** Opening Record set block **

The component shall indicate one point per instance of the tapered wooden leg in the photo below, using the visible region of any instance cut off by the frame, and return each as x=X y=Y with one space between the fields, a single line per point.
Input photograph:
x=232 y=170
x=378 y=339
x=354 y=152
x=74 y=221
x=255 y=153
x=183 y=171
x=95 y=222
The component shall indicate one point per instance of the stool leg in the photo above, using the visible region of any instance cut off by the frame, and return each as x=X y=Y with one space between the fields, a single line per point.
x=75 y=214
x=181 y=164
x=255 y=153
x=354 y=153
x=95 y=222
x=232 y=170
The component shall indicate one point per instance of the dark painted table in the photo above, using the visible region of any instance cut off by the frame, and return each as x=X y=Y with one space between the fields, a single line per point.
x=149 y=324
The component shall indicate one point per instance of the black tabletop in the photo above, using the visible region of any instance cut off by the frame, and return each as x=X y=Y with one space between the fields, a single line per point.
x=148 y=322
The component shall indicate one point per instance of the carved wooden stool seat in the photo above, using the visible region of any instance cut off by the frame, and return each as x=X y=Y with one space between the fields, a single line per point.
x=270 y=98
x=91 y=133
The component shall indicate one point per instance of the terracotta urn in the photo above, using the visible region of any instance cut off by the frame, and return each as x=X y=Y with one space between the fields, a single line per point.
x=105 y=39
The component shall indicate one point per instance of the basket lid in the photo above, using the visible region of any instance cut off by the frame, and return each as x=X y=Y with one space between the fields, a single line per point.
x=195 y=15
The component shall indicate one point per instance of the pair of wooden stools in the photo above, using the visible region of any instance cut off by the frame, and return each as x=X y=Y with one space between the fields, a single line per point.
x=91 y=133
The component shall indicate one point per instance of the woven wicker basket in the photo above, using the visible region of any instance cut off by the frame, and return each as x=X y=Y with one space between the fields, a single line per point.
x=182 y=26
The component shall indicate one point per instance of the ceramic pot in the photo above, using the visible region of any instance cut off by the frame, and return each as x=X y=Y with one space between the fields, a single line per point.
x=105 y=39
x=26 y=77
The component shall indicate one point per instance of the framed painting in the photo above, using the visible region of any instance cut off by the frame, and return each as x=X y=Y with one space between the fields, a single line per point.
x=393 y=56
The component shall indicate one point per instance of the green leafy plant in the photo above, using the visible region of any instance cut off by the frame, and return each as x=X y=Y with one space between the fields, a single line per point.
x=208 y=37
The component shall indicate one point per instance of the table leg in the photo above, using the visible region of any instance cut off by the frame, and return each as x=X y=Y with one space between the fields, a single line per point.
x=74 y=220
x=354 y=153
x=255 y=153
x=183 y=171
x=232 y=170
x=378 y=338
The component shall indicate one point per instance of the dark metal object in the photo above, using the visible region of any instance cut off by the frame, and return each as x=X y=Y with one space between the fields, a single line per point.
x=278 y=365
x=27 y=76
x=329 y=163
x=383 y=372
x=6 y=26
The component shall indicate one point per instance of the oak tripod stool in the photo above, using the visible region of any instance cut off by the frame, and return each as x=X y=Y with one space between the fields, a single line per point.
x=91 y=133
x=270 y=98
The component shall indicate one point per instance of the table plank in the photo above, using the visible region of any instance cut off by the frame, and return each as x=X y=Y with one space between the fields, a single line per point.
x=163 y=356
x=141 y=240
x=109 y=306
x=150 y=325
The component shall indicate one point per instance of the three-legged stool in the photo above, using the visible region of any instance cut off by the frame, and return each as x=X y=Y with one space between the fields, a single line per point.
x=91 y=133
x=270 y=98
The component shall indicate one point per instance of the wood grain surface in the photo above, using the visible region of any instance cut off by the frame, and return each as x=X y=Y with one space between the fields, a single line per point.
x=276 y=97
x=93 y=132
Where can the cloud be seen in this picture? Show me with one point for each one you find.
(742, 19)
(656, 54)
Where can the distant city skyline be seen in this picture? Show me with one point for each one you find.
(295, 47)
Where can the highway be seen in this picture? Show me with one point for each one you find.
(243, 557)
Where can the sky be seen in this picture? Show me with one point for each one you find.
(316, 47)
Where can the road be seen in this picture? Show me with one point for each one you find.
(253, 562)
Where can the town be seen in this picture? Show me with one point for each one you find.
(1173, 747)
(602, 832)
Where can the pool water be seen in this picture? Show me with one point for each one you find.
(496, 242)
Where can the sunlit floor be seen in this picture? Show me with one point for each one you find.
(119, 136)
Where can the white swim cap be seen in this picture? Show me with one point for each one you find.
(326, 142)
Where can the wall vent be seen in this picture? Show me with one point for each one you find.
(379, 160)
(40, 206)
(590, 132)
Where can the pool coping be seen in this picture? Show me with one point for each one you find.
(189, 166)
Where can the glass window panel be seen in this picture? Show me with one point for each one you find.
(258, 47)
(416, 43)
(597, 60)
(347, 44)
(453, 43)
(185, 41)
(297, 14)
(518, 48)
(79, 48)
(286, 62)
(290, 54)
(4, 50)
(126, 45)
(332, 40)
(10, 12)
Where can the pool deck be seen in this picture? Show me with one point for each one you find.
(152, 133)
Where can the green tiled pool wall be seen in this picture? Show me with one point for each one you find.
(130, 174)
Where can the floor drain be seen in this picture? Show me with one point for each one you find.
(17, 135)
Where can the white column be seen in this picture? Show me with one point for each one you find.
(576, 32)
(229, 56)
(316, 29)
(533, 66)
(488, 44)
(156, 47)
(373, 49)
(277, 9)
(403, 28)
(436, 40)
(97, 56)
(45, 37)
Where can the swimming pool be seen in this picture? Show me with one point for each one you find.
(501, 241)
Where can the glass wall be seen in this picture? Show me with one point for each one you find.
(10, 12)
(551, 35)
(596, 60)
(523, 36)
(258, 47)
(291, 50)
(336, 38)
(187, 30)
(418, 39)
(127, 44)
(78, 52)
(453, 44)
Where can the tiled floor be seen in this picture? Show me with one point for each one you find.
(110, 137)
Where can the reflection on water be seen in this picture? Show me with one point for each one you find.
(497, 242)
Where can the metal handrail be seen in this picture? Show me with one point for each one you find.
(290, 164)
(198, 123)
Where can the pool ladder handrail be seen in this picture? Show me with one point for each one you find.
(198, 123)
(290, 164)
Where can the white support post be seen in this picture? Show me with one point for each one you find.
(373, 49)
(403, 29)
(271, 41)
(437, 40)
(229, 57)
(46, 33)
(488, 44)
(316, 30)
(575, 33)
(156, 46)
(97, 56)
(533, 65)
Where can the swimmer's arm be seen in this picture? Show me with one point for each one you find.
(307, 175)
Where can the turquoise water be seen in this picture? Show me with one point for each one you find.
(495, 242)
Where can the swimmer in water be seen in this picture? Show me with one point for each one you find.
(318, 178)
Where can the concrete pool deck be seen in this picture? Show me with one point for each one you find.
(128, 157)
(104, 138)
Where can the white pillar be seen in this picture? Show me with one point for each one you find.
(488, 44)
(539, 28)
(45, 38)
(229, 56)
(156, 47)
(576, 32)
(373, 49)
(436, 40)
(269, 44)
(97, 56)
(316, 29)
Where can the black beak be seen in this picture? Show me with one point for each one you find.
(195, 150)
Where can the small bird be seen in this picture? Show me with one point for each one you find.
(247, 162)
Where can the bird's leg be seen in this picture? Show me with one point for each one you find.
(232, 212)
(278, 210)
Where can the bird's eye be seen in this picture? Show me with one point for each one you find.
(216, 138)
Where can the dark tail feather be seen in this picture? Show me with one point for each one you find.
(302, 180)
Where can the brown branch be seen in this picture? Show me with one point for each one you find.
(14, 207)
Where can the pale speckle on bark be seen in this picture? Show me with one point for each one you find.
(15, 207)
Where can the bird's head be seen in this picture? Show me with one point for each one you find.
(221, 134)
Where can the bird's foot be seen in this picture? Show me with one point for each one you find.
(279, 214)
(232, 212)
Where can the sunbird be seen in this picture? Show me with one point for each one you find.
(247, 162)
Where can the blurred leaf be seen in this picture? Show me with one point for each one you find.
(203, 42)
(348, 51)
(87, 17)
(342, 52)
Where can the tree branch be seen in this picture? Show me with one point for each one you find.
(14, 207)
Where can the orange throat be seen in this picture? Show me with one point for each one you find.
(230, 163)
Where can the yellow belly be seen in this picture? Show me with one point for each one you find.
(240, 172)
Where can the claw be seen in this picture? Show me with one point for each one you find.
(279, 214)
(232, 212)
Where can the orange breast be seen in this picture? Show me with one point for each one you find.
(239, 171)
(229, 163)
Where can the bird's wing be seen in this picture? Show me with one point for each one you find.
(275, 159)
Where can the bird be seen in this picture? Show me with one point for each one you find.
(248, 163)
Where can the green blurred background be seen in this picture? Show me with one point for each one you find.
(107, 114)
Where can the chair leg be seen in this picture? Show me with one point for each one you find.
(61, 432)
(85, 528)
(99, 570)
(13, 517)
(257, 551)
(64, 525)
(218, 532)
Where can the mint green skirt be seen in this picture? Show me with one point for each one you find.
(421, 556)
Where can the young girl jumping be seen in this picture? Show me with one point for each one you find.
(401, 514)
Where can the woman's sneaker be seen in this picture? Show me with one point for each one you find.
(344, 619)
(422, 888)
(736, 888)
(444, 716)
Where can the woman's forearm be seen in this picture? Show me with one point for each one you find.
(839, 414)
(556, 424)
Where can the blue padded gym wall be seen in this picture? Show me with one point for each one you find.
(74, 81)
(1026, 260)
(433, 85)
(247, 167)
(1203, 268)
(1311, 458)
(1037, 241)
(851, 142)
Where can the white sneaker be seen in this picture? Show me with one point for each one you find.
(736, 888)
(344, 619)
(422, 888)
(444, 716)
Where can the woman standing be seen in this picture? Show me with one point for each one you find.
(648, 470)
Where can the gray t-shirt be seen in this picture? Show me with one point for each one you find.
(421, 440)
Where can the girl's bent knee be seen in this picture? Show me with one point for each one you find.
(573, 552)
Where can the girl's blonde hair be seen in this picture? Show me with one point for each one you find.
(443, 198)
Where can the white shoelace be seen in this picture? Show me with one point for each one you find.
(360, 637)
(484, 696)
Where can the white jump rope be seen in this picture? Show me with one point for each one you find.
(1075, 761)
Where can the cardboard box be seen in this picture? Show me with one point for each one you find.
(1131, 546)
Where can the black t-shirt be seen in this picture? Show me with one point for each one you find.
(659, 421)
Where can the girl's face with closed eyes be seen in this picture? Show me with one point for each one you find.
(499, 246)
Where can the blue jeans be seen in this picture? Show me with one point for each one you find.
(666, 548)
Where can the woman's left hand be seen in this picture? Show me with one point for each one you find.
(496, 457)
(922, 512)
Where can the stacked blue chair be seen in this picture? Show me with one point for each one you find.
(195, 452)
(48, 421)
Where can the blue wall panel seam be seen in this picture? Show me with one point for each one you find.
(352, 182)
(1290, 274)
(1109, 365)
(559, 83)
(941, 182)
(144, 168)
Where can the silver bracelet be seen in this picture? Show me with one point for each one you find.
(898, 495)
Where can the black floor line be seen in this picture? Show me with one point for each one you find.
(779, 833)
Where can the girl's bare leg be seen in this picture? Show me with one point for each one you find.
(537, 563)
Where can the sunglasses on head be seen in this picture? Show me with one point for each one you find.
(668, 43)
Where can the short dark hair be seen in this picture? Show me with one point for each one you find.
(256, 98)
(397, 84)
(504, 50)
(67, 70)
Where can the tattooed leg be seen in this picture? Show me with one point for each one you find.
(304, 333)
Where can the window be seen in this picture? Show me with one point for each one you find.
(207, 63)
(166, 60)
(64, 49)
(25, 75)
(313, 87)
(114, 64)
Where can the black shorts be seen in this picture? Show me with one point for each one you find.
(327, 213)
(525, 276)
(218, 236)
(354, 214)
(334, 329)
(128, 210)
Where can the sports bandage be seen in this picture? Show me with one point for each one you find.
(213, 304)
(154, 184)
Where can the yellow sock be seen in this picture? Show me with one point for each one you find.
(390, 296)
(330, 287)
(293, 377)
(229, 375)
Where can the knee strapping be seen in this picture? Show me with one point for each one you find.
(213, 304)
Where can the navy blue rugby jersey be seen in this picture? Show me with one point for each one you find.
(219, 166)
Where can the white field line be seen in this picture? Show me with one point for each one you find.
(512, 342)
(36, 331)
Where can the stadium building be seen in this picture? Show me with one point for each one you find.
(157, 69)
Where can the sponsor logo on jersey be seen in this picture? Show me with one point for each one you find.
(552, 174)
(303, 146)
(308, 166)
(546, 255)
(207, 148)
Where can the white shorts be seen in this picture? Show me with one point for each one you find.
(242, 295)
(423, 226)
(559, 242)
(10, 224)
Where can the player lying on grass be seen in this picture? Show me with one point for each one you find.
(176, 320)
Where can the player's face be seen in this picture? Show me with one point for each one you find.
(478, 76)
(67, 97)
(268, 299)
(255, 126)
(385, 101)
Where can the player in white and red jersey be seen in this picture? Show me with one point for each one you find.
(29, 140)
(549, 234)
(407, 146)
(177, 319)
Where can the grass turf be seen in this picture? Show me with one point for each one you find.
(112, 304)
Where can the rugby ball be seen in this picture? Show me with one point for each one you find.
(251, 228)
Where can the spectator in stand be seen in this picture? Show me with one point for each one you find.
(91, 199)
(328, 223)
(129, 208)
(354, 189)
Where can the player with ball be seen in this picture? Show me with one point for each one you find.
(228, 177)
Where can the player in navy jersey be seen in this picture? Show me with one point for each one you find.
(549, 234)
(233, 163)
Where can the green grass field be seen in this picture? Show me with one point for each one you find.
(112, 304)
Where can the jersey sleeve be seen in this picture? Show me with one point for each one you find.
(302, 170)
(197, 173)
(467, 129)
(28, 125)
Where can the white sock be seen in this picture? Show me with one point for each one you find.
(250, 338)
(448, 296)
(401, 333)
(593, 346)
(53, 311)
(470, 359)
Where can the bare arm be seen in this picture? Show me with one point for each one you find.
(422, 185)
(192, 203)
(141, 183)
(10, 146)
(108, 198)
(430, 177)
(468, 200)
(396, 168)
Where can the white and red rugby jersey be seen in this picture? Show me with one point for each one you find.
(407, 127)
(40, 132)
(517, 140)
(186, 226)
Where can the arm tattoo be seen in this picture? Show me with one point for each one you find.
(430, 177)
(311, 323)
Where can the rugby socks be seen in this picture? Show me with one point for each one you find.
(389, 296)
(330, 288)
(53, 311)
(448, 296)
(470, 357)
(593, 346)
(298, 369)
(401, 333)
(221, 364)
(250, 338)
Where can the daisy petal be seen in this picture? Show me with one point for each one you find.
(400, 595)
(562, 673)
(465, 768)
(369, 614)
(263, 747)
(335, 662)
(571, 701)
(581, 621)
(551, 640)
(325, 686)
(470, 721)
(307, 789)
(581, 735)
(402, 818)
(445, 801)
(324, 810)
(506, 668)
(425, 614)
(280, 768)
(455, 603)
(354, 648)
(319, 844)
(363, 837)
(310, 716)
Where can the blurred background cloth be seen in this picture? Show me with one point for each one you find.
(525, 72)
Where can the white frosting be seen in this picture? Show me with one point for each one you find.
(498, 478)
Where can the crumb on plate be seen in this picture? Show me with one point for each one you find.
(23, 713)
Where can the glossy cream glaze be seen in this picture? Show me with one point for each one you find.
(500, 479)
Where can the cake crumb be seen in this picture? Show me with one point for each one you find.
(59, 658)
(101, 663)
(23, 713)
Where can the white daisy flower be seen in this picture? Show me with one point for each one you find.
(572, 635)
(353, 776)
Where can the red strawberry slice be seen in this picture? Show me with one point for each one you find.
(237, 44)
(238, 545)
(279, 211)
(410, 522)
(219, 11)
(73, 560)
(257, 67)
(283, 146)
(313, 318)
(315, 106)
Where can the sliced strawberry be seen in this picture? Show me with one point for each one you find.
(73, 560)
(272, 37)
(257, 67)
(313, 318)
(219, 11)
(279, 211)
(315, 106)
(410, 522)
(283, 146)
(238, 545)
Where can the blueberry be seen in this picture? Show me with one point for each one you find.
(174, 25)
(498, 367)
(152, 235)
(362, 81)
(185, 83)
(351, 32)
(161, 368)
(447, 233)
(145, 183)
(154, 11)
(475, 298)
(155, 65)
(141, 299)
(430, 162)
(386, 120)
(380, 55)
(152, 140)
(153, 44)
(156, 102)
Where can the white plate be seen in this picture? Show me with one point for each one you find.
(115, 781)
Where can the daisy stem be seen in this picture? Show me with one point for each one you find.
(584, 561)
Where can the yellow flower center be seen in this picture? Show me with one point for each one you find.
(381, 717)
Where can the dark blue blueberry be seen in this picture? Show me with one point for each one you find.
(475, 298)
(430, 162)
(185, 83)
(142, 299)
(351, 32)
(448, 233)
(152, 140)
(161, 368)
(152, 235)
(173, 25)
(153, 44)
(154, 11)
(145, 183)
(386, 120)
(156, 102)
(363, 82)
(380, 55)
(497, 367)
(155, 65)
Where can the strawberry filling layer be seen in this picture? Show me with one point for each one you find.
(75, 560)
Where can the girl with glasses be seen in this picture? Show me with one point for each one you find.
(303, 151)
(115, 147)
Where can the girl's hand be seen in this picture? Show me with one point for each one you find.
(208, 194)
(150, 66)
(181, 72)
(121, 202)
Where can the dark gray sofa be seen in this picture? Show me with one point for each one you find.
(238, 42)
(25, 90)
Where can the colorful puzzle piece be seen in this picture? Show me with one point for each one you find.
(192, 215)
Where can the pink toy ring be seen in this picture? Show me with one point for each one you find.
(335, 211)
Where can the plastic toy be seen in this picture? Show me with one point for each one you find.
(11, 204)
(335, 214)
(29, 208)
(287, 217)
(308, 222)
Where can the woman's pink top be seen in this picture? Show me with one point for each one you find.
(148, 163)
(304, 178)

** Closing Record set block **

**Required work**
From the line containing "Where can the woman's pink" down to the last line of the data above, copy every line exactly; leave out all other lines.

**Your solution**
Where can the woman's pink top be seen in this picture? Show me with one point for each one you find.
(148, 163)
(304, 178)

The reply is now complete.